* [Task item]: Begin with the line in which "Target: road marking" appears and end with the final line of the entries. Retype each one exactly and add nothing.

==== Dataset entries ====

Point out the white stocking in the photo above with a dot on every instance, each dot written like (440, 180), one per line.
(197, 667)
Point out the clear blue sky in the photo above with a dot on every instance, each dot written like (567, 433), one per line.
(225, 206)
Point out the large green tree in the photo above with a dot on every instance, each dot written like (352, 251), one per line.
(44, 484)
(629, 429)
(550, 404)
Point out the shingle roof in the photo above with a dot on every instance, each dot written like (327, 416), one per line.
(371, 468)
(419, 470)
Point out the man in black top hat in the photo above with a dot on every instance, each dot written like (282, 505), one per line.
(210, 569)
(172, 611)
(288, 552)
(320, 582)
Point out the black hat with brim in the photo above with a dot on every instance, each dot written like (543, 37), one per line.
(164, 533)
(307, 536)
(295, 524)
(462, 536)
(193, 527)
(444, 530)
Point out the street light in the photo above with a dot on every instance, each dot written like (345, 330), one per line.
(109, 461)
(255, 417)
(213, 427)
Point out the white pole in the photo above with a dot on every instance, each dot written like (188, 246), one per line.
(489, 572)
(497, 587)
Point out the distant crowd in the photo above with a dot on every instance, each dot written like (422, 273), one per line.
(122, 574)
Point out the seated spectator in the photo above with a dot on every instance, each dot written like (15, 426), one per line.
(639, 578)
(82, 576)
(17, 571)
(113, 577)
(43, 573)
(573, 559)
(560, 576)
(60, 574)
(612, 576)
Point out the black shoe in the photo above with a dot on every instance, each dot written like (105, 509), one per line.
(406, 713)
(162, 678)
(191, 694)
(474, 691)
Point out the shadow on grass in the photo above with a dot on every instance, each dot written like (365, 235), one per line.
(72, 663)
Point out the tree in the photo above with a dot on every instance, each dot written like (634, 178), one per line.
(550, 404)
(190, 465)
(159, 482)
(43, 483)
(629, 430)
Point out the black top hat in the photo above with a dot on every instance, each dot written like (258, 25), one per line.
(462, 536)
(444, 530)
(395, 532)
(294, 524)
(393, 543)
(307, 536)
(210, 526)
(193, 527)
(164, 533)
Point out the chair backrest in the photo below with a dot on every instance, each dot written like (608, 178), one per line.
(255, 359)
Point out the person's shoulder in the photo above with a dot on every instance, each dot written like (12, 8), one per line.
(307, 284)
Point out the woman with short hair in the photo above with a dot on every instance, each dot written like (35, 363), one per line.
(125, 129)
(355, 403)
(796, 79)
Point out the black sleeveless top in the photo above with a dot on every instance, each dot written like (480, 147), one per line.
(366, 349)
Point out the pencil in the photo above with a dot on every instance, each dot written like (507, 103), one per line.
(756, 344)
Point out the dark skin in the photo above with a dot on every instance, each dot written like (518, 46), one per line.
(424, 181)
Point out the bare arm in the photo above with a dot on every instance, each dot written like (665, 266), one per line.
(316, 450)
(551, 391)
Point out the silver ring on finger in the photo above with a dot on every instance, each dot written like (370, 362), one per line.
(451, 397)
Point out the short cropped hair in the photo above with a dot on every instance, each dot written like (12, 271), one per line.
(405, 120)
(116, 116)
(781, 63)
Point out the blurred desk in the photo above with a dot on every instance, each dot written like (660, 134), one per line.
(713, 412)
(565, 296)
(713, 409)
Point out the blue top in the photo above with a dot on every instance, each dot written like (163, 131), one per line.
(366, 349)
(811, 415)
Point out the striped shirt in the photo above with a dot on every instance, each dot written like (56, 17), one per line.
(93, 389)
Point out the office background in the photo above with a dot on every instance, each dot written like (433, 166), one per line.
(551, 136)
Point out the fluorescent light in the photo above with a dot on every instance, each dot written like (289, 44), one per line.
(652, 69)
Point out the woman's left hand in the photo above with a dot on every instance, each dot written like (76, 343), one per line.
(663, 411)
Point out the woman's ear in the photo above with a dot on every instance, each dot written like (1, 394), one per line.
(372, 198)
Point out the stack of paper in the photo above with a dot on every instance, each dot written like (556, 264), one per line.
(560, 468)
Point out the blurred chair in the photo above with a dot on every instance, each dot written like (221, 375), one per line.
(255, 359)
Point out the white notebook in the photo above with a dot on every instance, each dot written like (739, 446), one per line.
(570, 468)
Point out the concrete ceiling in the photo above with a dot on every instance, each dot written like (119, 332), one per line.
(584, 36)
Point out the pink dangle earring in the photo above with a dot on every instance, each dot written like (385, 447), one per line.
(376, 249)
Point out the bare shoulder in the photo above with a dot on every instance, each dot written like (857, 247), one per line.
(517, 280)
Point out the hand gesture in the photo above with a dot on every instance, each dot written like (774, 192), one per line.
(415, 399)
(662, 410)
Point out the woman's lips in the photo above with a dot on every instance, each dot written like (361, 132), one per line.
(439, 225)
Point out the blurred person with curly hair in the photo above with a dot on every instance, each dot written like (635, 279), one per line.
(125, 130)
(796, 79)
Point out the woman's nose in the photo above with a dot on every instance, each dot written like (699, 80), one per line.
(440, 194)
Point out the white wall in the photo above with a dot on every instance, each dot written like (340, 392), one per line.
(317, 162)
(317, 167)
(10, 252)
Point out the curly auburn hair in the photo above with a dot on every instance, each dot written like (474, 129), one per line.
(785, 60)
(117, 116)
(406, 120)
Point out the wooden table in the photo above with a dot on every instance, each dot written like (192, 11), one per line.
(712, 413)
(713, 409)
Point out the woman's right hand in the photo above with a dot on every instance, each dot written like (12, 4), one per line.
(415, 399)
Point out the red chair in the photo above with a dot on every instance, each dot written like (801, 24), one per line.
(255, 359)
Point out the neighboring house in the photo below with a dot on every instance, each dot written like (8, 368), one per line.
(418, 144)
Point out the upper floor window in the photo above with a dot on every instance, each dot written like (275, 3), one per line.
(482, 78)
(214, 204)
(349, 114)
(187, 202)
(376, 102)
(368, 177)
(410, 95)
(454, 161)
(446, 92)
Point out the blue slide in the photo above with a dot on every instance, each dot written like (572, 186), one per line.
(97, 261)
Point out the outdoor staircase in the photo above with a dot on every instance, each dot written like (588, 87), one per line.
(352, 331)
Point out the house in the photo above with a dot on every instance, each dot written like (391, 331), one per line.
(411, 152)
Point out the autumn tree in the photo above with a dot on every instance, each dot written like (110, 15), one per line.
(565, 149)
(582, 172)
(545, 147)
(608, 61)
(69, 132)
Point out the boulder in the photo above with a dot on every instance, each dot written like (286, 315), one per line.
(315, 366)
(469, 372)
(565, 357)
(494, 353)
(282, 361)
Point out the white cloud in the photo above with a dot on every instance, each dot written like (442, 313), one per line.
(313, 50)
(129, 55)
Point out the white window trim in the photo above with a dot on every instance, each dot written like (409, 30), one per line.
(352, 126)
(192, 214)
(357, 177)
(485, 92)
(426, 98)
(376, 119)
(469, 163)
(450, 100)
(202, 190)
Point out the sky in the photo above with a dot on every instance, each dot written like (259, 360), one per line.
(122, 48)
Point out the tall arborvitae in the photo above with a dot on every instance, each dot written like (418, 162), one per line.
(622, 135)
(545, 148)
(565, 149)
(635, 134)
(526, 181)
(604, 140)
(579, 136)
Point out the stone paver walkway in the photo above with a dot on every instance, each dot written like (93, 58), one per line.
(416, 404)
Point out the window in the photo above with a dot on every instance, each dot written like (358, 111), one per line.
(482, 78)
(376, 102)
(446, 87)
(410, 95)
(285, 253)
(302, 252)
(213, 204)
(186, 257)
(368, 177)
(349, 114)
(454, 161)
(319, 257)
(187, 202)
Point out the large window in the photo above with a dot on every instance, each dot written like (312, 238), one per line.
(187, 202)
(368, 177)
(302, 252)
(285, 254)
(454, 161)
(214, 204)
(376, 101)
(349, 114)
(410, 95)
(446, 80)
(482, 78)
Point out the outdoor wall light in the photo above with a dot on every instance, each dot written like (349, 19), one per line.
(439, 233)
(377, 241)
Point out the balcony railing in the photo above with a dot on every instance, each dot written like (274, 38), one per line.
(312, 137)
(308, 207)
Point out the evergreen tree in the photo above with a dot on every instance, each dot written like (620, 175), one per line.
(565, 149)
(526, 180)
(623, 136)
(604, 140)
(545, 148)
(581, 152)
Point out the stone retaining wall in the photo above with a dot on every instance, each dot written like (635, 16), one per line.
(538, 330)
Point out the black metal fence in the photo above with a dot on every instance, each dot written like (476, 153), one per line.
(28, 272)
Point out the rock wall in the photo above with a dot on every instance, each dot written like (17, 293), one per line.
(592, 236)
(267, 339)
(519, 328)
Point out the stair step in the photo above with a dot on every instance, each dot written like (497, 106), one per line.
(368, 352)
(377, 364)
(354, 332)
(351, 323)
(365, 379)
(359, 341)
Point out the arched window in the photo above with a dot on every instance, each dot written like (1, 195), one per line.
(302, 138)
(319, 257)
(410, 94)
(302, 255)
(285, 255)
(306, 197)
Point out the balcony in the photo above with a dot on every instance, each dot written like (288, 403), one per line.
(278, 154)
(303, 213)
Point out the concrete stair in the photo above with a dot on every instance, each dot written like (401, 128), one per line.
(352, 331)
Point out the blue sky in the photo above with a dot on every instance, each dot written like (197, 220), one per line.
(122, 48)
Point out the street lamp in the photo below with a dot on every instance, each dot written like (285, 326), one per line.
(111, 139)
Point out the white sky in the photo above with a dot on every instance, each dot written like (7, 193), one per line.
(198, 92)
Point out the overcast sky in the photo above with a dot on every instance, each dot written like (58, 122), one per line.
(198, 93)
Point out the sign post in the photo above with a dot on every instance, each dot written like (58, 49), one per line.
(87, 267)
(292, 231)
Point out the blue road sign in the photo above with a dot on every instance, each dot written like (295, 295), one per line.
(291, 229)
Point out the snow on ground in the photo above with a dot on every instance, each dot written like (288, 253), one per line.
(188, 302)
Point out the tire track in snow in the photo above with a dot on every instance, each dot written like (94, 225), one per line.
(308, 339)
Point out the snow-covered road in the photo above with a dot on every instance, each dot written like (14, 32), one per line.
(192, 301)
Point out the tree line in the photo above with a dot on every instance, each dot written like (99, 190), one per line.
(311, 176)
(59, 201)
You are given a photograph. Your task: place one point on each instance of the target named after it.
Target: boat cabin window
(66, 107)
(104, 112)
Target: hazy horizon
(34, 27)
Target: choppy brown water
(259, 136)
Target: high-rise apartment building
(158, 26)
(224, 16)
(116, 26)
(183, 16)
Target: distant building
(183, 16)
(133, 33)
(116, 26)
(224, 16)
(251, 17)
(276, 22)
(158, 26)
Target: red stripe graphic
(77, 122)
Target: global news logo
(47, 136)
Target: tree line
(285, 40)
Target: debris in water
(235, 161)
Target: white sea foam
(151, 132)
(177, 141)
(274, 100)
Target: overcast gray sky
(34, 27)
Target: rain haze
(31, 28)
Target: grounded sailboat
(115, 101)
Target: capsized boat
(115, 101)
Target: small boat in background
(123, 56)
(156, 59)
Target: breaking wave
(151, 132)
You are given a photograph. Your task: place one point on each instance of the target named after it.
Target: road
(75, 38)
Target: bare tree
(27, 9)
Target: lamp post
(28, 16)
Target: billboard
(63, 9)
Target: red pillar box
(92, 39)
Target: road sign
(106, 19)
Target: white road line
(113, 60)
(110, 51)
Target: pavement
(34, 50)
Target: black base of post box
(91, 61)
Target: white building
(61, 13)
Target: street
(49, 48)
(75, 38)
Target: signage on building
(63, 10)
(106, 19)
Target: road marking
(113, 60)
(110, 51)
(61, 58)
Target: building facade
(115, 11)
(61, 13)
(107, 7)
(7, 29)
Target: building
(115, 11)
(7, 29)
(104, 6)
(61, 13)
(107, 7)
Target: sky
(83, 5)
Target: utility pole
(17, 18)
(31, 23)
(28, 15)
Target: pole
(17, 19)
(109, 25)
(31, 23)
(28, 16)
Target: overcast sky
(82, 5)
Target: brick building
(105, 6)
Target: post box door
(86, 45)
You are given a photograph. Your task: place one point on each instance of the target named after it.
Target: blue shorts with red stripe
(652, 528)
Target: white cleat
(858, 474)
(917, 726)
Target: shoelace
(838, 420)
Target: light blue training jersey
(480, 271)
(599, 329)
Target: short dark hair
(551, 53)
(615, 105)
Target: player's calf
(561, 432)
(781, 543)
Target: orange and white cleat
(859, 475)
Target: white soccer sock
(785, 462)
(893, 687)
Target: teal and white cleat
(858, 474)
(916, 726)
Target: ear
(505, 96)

====

* [Result below]:
Target: road marking
(113, 60)
(110, 51)
(61, 58)
Target: building facade
(115, 11)
(61, 13)
(107, 7)
(7, 29)
Target: building
(115, 11)
(7, 29)
(104, 6)
(61, 13)
(107, 7)
Target: sky
(83, 5)
Target: utility pole
(17, 18)
(31, 23)
(28, 15)
Target: pole
(17, 19)
(109, 25)
(31, 23)
(28, 16)
Target: overcast sky
(82, 5)
Target: brick building
(105, 6)
Target: post box door
(86, 45)
You are given a photograph. Your task: place one point on each instance of the target named after it.
Target: blue shorts with red stripe
(652, 528)
Target: white cleat
(858, 474)
(917, 726)
Target: shoelace
(838, 420)
Target: light blue training jersey
(480, 271)
(599, 329)
Target: short dark hair
(551, 53)
(615, 105)
Target: player's calf
(561, 432)
(781, 543)
Target: orange and white cleat
(859, 475)
Target: white soccer sock
(785, 462)
(893, 687)
Target: teal and white cleat
(858, 474)
(916, 726)
Target: ear
(505, 96)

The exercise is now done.